* _Goal_: Write out each of the items below word for word, leaving every line unchanged.
——————————
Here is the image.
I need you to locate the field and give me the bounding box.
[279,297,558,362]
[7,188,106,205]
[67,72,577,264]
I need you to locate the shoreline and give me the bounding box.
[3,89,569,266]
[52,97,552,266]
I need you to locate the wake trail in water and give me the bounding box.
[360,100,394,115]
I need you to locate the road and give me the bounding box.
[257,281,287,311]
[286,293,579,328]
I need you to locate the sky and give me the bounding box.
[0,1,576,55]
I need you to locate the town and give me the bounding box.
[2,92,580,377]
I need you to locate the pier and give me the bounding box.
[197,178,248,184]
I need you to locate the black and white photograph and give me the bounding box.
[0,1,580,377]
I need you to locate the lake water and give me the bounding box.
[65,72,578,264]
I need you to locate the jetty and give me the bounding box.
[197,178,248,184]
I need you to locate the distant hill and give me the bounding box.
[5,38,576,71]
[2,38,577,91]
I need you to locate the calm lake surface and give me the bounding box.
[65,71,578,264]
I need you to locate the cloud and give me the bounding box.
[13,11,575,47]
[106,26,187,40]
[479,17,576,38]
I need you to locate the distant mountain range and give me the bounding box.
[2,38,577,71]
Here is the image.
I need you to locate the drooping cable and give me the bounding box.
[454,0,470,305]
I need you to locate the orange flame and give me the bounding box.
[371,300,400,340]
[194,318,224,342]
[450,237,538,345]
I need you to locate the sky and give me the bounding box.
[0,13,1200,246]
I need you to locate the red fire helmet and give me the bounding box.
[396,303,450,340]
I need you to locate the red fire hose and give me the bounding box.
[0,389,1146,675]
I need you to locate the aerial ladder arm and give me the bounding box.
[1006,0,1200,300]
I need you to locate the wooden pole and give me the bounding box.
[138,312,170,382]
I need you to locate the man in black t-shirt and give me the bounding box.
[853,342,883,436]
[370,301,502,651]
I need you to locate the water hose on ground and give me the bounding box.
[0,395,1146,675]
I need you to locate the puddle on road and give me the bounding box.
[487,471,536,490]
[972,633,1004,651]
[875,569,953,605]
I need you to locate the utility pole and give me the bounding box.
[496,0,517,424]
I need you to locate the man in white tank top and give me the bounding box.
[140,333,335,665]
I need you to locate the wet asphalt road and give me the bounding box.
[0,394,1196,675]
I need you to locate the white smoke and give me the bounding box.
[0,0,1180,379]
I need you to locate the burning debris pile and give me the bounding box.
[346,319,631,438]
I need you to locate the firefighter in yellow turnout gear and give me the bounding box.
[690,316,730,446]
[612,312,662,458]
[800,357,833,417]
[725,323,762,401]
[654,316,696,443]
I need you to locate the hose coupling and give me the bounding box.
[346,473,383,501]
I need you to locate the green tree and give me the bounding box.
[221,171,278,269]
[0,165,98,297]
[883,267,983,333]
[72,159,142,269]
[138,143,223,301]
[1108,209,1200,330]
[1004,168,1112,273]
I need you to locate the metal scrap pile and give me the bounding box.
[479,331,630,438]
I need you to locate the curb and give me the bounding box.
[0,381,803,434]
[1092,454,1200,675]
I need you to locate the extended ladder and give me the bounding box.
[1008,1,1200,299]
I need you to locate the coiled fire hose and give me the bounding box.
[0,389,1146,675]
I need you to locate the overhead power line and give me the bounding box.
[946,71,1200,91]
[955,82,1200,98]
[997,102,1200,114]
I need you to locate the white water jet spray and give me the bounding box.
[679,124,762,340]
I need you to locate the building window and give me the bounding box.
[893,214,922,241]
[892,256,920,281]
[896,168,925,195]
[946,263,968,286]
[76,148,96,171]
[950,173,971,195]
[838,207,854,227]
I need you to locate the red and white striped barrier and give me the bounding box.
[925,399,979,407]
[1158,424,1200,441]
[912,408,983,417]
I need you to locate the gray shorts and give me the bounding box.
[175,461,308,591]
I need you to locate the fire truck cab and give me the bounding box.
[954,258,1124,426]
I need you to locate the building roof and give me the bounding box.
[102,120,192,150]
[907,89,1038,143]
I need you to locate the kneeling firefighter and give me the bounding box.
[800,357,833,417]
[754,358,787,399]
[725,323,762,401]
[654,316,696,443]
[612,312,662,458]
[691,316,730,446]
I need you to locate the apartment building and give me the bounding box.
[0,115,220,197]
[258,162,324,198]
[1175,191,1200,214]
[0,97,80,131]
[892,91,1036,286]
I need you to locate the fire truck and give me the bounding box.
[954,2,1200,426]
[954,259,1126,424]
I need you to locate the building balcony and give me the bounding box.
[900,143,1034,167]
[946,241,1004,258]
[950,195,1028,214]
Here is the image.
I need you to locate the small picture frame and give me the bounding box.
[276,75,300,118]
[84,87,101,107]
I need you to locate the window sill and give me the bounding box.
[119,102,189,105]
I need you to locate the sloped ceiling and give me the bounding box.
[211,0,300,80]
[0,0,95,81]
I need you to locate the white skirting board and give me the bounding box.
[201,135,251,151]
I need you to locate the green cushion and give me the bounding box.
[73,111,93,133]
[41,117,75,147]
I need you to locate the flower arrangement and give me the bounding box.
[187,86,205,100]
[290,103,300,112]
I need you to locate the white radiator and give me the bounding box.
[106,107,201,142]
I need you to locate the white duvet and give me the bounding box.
——————————
* _Answer to this task_:
Here is the image.
I need you to locate the field and give me the bounding box.
[279,297,558,362]
[7,188,106,205]
[67,72,577,264]
I need you to locate the shoreline and give me the bounding box.
[3,89,569,266]
[52,97,552,266]
I need you to locate the wake trail in water and give me the bounding box.
[360,100,394,115]
I need you to locate the road and give me the bounding box.
[257,281,287,311]
[286,293,579,328]
I need you to locate the sky and give me the bounding box.
[0,1,576,55]
I need you to locate the town and give me the bounding box.
[2,92,580,377]
I need you to locate the pier and give me the bounding box.
[197,178,248,184]
I need you to locate the black and white photograph and give me the bounding box.
[0,1,580,377]
I need you to locate the lake water and give me the bounding box.
[65,72,578,264]
I need you to locate the jetty and give me the bounding box.
[197,178,248,184]
I need you to locate the distant hill and give me the bounding box.
[5,38,576,71]
[2,38,577,91]
I need you to locate the calm lake surface and give me the bounding box.
[65,71,578,264]
I need you to locate the cloud and give me the bounding box.
[13,11,575,47]
[106,26,187,40]
[479,17,576,38]
I need you to locate the distant mountain range and give me the bounding box.
[2,38,577,71]
Here is the image.
I need you to locate the drooping cable and give me the bounding box.
[454,0,470,305]
I need you to locate the orange flame and give me the bounding box.
[371,300,400,340]
[194,318,224,342]
[450,237,538,345]
I need you to locate the sky and give me the bounding box.
[0,13,1200,246]
I need you to locate the red fire helmet and give me the bounding box.
[396,303,450,340]
I need you to locate the red fire hose and give me the bounding box.
[0,389,1146,675]
I need you to locate the aerial ladder arm and give me the bounding box.
[1006,0,1200,300]
I need you to locate the wooden pole and give me the bounding box.
[138,312,170,382]
I need you to locate the man in black t-shirt and give me the bounding box.
[853,342,883,436]
[370,301,502,651]
I need you to locate the water hose on ground and give me the bounding box.
[0,395,1146,675]
I need you to locate the puddle on road and give me the bounding box.
[487,471,536,490]
[972,633,1004,651]
[875,569,953,605]
I need you to locate the utility pole and give me the bounding box.
[496,0,517,424]
I need you to locate the man in white tank top and give me the bounding box.
[140,333,335,665]
I need you to locate the wet asphalt road and give me the bounding box.
[0,394,1196,675]
I need you to locate the white smoke and give me the bounding box.
[0,0,1180,379]
I need you to locate the burning debris pile and give me the bounding box.
[346,319,631,438]
I need you to locate the firefighter in yellow turnout gear and give me the bounding box.
[690,316,730,446]
[612,312,662,458]
[800,357,833,417]
[725,323,762,401]
[654,316,696,443]
I need you to locate the hose coupling and give me the bounding box.
[346,473,383,501]
I need you to locate the green tree and give me the bounding box.
[221,171,278,269]
[0,165,98,297]
[883,267,983,333]
[72,159,142,269]
[138,143,223,301]
[1108,209,1200,330]
[1004,168,1112,273]
I need you to locate the metal scrap pile and give me the bounding box.
[479,331,630,438]
I need you to locate the curb and give me the bounding box.
[0,381,803,434]
[1092,454,1200,675]
I need you to locate the extended ladder and give me the bounding box.
[1008,1,1200,299]
I need you to locate the coiled fire hose and give me the bounding box.
[0,389,1146,675]
I need you to locate the overhead power line and give me the bounding box.
[946,71,1200,91]
[955,82,1200,98]
[997,102,1200,114]
I need you to locate the white water jet spray and give me the bounding box.
[679,124,762,340]
I need you to locate the building window and give me the bounding box.
[893,214,922,241]
[892,256,920,281]
[896,168,925,195]
[946,263,968,286]
[76,148,96,171]
[950,173,971,195]
[838,207,854,227]
I need you to locate the red and white striped barrier and give me the bounding box.
[925,399,979,407]
[1158,424,1200,441]
[912,408,983,417]
I need you to locate the gray shorts and give me the bounding box.
[175,461,308,591]
I need you to locate the fire truck cab and give me the bounding box.
[954,258,1124,426]
I need you to locate the building roof and give me the bounding box.
[102,120,192,150]
[907,89,1038,143]
I need you to locate the kneeling firefighter and give me the bounding box.
[800,357,833,417]
[754,358,787,399]
[725,323,762,401]
[654,316,696,443]
[612,312,662,458]
[691,316,730,446]
I need you to locate the apartment building and give me the bounding box.
[0,115,220,197]
[258,162,324,198]
[1175,191,1200,214]
[0,97,80,131]
[892,91,1036,286]
I need you to locate the fire truck and give me the bounding box.
[954,2,1200,426]
[954,259,1126,424]
I need you to locate the building balcony and give me the bounding box.
[900,143,1034,167]
[946,241,1004,258]
[950,195,1028,214]
Here is the image.
I need you to locate the small picture frame and give me the bounding box.
[276,75,300,118]
[84,87,101,107]
I need you to locate the window sill and give me the bounding box.
[119,102,189,105]
I need you to locate the sloped ceiling and give me the bounding box.
[211,0,300,80]
[0,0,95,81]
I need you to locate the white skirting board and give me the bounding box.
[201,135,251,151]
I need you to locate the green cushion and give me the bounding box.
[73,111,93,133]
[41,117,75,147]
I need you to locate the flower arrangement and give me the bounding box.
[187,86,205,100]
[290,103,300,112]
I need you to locate the white radiator and give me the bounding box.
[106,107,201,142]
I need you to locate the white duvet and give me the bounding box.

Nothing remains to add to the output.